Exercise input:
/---
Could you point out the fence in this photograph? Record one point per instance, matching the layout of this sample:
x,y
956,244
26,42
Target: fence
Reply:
\---
/---
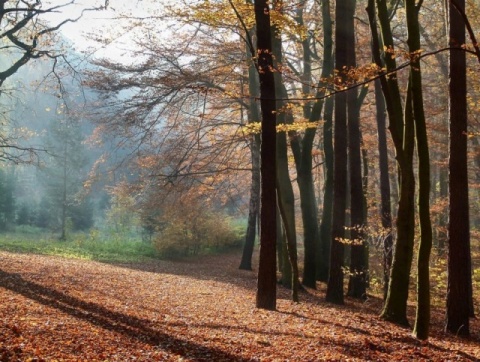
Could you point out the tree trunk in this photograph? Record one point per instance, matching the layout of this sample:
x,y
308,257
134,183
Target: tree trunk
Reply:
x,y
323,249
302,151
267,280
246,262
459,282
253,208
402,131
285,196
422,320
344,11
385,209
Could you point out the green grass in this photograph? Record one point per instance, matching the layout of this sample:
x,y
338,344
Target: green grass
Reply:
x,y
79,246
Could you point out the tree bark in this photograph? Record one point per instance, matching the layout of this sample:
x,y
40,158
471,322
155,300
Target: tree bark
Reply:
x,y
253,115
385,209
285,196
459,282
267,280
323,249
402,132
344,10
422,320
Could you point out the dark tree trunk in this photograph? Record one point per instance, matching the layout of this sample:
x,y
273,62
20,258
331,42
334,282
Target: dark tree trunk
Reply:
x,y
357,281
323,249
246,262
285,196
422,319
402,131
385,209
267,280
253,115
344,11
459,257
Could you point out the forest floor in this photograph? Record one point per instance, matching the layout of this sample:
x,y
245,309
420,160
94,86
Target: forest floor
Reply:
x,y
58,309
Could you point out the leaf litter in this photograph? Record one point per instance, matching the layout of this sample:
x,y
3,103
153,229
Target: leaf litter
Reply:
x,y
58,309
\---
/---
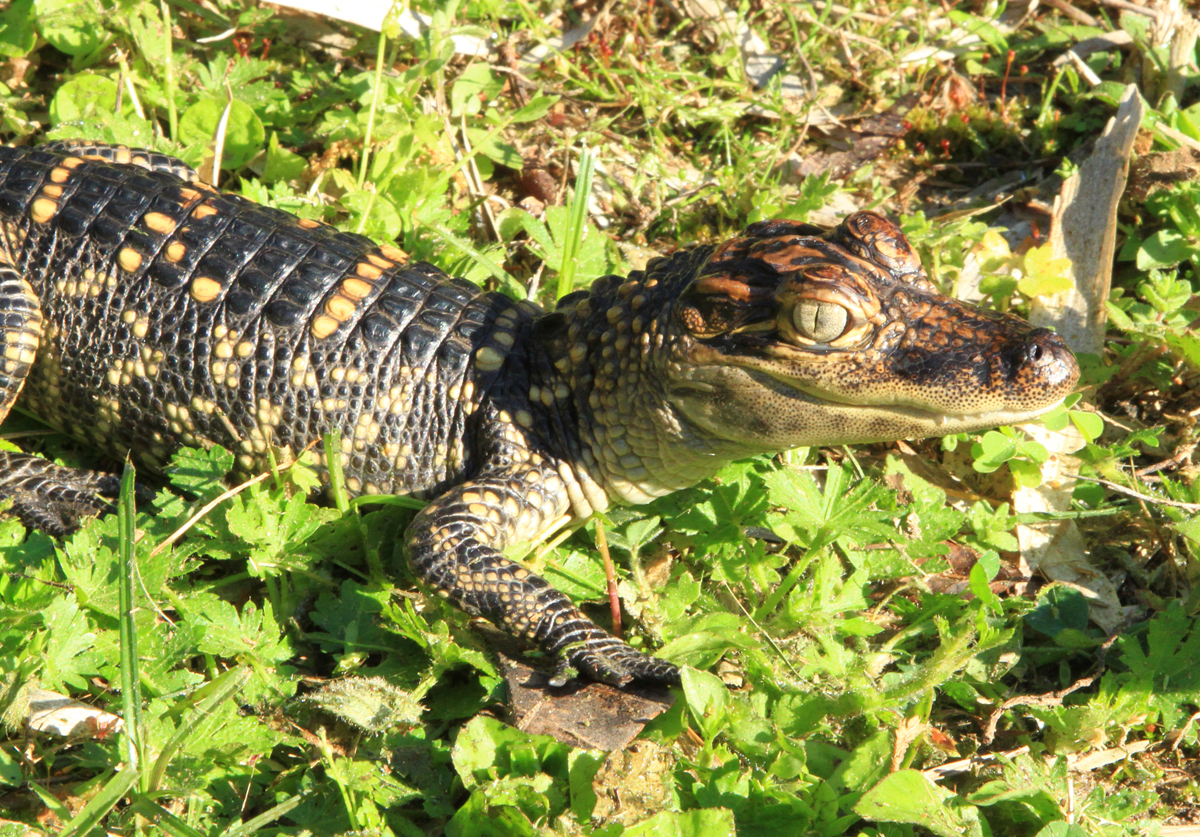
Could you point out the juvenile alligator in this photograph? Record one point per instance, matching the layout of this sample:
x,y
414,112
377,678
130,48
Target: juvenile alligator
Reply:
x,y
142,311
\---
Activity: When a line of the material holds "forest", count it once, and then give the final number alone.

Response to the exercise: 2